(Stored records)

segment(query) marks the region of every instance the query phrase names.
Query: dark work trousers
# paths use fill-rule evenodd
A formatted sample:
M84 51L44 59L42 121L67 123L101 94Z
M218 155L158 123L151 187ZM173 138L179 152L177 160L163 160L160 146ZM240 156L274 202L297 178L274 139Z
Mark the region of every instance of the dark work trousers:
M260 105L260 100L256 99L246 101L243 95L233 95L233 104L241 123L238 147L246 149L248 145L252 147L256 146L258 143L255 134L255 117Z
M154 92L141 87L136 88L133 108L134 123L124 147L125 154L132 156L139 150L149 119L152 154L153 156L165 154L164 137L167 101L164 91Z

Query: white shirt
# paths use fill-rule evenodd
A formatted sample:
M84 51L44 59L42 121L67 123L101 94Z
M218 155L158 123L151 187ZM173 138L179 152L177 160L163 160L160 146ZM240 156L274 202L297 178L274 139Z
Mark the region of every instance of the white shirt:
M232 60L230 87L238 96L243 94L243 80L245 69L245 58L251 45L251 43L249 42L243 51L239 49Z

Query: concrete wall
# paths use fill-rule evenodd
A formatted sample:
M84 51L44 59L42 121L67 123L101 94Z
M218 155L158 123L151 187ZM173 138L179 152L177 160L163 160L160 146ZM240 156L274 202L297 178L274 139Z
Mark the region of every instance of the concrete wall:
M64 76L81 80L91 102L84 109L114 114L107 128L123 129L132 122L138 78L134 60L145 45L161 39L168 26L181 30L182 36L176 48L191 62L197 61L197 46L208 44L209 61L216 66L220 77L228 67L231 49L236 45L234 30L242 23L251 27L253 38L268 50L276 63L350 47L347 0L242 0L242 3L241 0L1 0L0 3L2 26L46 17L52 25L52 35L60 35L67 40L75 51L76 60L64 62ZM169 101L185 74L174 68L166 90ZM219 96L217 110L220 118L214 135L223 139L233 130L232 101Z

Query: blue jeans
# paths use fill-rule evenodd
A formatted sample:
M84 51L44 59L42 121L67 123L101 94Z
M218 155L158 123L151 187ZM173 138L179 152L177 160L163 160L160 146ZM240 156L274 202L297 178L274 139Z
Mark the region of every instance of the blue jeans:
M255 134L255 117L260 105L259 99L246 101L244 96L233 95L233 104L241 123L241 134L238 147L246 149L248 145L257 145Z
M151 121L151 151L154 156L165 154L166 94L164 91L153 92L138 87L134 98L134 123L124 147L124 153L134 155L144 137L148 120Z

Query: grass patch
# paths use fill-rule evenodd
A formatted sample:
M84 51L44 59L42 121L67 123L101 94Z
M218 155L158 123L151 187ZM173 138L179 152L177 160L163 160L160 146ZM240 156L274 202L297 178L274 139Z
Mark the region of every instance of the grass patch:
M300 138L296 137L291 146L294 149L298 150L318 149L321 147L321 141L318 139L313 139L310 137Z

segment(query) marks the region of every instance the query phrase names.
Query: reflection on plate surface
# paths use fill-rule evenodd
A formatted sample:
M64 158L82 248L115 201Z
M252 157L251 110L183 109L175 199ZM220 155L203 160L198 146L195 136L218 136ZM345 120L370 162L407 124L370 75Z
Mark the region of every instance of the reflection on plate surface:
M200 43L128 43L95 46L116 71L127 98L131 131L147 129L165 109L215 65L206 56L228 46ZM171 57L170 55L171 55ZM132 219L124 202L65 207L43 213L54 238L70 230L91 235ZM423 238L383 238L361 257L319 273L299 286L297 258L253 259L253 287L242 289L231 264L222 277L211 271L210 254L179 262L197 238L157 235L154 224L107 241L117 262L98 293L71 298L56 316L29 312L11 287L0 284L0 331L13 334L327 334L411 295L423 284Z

-- PROBLEM --
Recast the listing above as a numbered list with one entry per line, leaving out the blank lines.

-- RIGHT ANSWER --
1. segment(query) marks the region of every instance the query phrase names.
2. Query: dark work trousers
3. # paths use fill-rule evenodd
4. A formatted sample:
5. M84 51L44 59L42 121L67 123L101 94Z
6. M218 155L158 123L151 187ZM173 138L179 152L177 160L163 160L160 146ZM240 156L274 202L297 178L274 139Z
7. Mark the region of every instance of the dark work trousers:
8. M260 105L260 100L256 99L246 101L243 95L233 95L233 104L241 123L238 147L246 149L248 145L252 147L256 146L258 143L255 134L255 117Z
9. M154 92L141 87L136 88L133 108L134 123L124 147L125 154L132 156L139 150L149 119L152 154L153 156L165 154L164 137L167 101L164 91Z
10. Query: white shirt
11. # paths use fill-rule evenodd
12. A formatted sample:
13. M84 51L44 59L42 121L67 123L101 94Z
14. M218 155L158 123L151 187ZM173 138L179 152L177 160L163 160L160 146ZM240 156L274 202L297 178L274 139Z
15. Mark the region of every instance of the white shirt:
16. M232 60L230 87L238 96L243 94L243 80L245 69L245 58L251 45L251 43L249 42L243 51L239 49Z
17. Query: concrete wall
18. # paths use fill-rule evenodd
19. A formatted sample:
20. M84 51L44 59L42 121L67 123L101 94Z
21. M218 155L158 123L151 187ZM173 138L179 152L177 160L163 160L160 146ZM240 156L274 202L297 178L274 139Z
22. Mark the region of every instance of the concrete wall:
23. M64 76L81 80L91 102L84 109L114 114L107 128L123 129L132 122L138 78L134 60L145 45L161 39L168 26L181 30L182 36L176 48L191 62L197 61L197 46L208 44L209 61L216 66L220 77L228 67L231 49L236 45L234 30L242 23L251 27L253 38L268 50L276 63L350 47L347 0L242 0L242 3L241 0L1 0L0 3L2 26L46 17L52 25L52 35L60 35L67 40L75 51L76 60L64 62ZM169 101L185 74L174 68L166 90ZM219 96L217 110L220 118L214 135L223 139L233 130L232 101Z
24. Query: blue jeans
25. # paths use fill-rule evenodd
26. A formatted sample:
27. M84 51L44 59L42 121L67 123L101 94Z
28. M218 155L158 123L151 187ZM173 138L179 152L177 160L163 160L160 146ZM240 156L274 202L297 178L274 139Z
29. Mark the region of every instance of the blue jeans:
30. M255 134L255 117L260 105L259 99L246 101L244 96L233 95L233 104L241 123L241 134L238 147L246 149L248 145L257 145Z
31. M151 121L151 151L154 156L165 154L166 94L164 91L153 92L138 87L134 98L134 123L124 147L124 153L134 155L144 137L148 120Z
32. Query: grass patch
33. # paths use fill-rule evenodd
34. A formatted sample:
35. M84 51L44 59L42 121L67 123L101 94Z
36. M218 155L158 123L151 187ZM173 138L179 152L177 160L163 160L160 146ZM240 156L274 202L297 178L274 139Z
37. Mark the region of every instance of the grass patch:
38. M300 138L296 137L291 146L294 149L298 150L318 149L321 147L321 141L318 139L313 139L310 137Z
39. segment(query) marks the region of every instance the query phrase names.
40. Query: reflection on plate surface
41. # paths use fill-rule evenodd
42. A formatted sample:
43. M64 158L82 248L115 201Z
44. M252 157L251 110L183 109L175 199ZM220 155L203 160L198 146L195 136L218 136ZM345 120L370 162L407 124L370 75Z
45. Mark the region of every instance of the reflection on plate surface:
46. M200 43L128 43L95 46L116 71L127 98L131 131L147 129L165 109L215 65L206 56L228 46ZM171 57L170 55L171 55ZM132 219L124 202L65 207L43 213L54 238L70 230L91 235ZM423 238L383 238L361 257L319 273L299 286L297 258L253 259L253 287L242 289L231 264L222 277L211 271L210 254L179 262L197 238L157 235L154 224L107 241L117 262L98 293L71 298L56 316L29 312L11 287L0 284L0 331L13 334L327 334L411 295L423 284Z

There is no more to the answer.